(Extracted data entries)
= = =

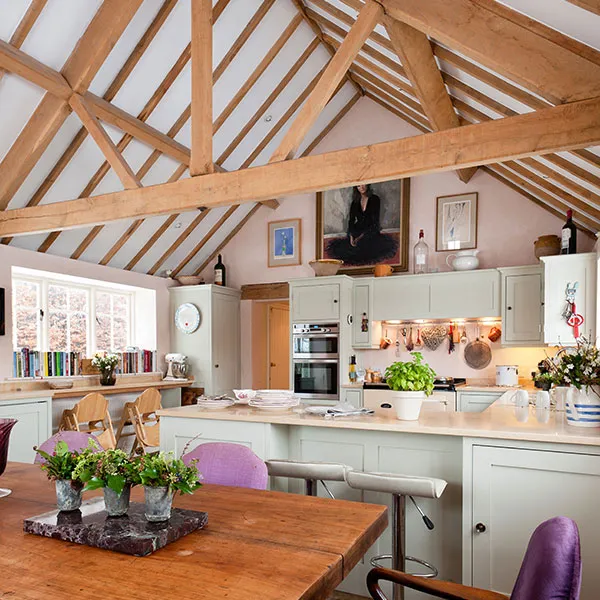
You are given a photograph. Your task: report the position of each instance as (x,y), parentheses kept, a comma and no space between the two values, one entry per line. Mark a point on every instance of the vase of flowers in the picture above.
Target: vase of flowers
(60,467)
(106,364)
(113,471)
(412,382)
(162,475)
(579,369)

= = =

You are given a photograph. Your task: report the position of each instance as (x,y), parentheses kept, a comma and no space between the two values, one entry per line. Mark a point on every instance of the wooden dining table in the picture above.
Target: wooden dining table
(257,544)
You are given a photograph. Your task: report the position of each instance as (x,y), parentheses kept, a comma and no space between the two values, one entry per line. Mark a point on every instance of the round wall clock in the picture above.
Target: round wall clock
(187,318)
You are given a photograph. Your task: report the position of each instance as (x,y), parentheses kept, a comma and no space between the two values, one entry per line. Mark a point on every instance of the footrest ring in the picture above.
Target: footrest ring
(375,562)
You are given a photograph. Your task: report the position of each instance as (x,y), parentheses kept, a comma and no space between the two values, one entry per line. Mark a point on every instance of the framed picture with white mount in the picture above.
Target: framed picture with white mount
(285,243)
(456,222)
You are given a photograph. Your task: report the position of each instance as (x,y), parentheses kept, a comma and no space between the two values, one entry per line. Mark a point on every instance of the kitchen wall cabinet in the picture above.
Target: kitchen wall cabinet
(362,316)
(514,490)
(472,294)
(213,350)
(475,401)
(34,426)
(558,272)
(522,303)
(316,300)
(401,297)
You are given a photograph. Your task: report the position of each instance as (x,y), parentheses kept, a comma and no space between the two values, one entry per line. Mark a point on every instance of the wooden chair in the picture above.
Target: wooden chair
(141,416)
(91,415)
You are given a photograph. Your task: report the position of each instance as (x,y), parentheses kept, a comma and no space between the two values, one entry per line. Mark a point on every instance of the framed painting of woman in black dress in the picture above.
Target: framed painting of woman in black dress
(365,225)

= = =

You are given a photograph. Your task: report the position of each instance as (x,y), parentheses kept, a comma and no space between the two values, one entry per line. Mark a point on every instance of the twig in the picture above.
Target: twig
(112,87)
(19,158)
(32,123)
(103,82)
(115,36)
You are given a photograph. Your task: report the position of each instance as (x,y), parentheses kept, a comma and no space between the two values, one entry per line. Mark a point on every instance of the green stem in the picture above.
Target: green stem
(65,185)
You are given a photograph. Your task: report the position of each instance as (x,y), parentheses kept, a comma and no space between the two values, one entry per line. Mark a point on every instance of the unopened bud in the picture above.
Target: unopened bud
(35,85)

= = =

§ TASK REQUIREMENTS:
What is asked for is an exact copy of the lines above from the one containing "table in the picture above." through the one containing "cabinet in the picture above.", and only those.

§ RESPONSE TO THIS EXERCISE:
You are given a photograph. Your task: report the position of each instance as (x,y), parentheses kept, a comma and no space between the two values, one entry per line. Mark a point on every instance of the wooden dining table in the picture above.
Target: wooden dining table
(257,544)
You are given a photograph. Your task: report the position of each instance as (x,y), parentheses kept, a comma and no space between the two values, one entry per line. Mark a point on every instance of the round wall clock in the picture above.
Target: round wall clock
(187,318)
You are given a photograph. Your task: report the position of each instance as (x,y), parentheses kept, a comma and no space between the two values, one entry per line. Mark a point on every instance of the footrest ring in the picture above.
Target: footrest ring
(375,562)
You are given a photograph. Your task: report the position of each instance as (x,y), parentheses kept, a comma and no space between the two values, one entry per line. Mark a point on every instance of the framed picture with white mount in the picture above.
Target: framed picture with white mount
(285,243)
(456,222)
You are given a photograph. Your task: report the position of each instance as (x,y), parentheses kept, a comma and no space between the two values, one entry per line. Mark a point on every instance of the kitchen wall cabinet in the picture above.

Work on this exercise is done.